• [Teks Halaman]:
Lebih dari itu, pemerintahan Mikhail Gorbachev bahkan pernah mengalami percobaan kudeta dari kelompok konservatif kendati upaya tersebut gagal.
Situasi yang semakin memburuk membuat Mikhail Gorbachev turun dari tampuk kepemimpinan tertinggi Uni Soviet pada 24 Agustus 1991.
Mundurnya Mikhail Gorbachev tak pelak menimbulkan keguncangan. Beberapa negara yang tergabung dalam Uni Soviet satu per satu melepaskan diri.
Akhirnya, Uni Soviet resmi dinyatakan bubar pada 31 Desember 1991. Hari itu sekaligus menandai berakhirnya Perang Dingin yang menempatkan Amerika Serikat sebagai pemenang.
Dampak Glasnost
Glasnost memiliki arti keterbukaan. Kebijakan ini dicanangkan Gorbachev karena menilai salah satu penyebab Uni Soviet tidak bisa berkembang adalah eksklusifnya. Utamanya dari pengaruh barat. Eksklusifnya Uni Soviet tidak hanya dari pengaruh luar, tapi juga di dalam Uni Soviet itu sendiri.
Ketatnya hukum membuat banyak penulis melakukan gerakan Samizdat agar tulisan mereka dapat tersebar. Dengan adanya Glasnost, Uni Soviet menjadi terbuka atas segalanya termasuk kebebasan berekspresi. Berkat Glasnost juga merek-merek barat seperti Mc Donald’s bisa masuk.
Selain Glasnost, Gorbachev juga mencanangkan Perestroika yang berarti restrukturasi. Kebijakan ini dicanangkan karena stagnasi ekonomi yang dialami oleh Uni Soviet kala itu. Kebijakan ini berlangsung dari tahun 1985-1991.

• [Data Tercatat]:
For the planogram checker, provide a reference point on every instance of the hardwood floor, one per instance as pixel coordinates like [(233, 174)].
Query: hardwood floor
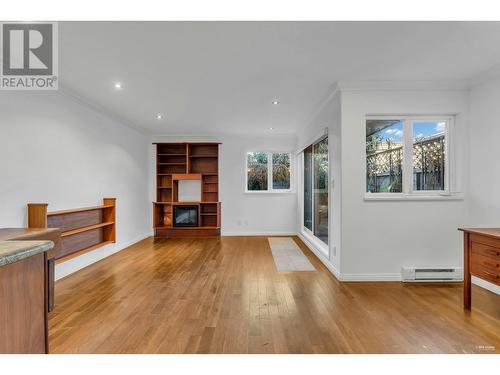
[(223, 295)]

• [Deskripsi Latihan]:
Salin ulang seluruh teks tentang Gorbachev dan bubarnya Uni Soviet tanpa mengubah satu kata atau tanda baca pun.

• [Pembahasan Lengkap]:
Lebih dari itu, pemerintahan Mikhail Gorbachev bahkan pernah mengalami percobaan kudeta dari kelompok konservatif kendati upaya tersebut gagal.
Situasi yang semakin memburuk membuat Mikhail Gorbachev turun dari tampuk kepemimpinan tertinggi Uni Soviet pada 24 Agustus 1991.
Mundurnya Mikhail Gorbachev tak pelak menimbulkan keguncangan. Beberapa negara yang tergabung dalam Uni Soviet satu per satu melepaskan diri.
Akhirnya, Uni Soviet resmi dinyatakan bubar pada 31 Desember 1991. Hari itu sekaligus menandai berakhirnya Perang Dingin yang menempatkan Amerika Serikat sebagai pemenang.
Dampak Glasnost
Glasnost memiliki arti keterbukaan. Kebijakan ini dicanangkan Gorbachev karena menilai salah satu penyebab Uni Soviet tidak bisa berkembang adalah eksklusifnya. Utamanya dari pengaruh barat. Eksklusifnya Uni Soviet tidak hanya dari pengaruh luar, tapi juga di dalam Uni Soviet itu sendiri.
Ketatnya hukum membuat banyak penulis melakukan gerakan Samizdat agar tulisan mereka dapat tersebar. Dengan adanya Glasnost, Uni Soviet menjadi terbuka atas segalanya termasuk kebebasan berekspresi. Berkat Glasnost juga merek-merek barat seperti Mc Donald’s bisa masuk.
Selain Glasnost, Gorbachev juga mencanangkan Perestroika yang berarti restrukturasi. Kebijakan ini dicanangkan karena stagnasi ekonomi yang dialami oleh Uni Soviet kala itu. Kebijakan ini berlangsung dari tahun 1985-1991.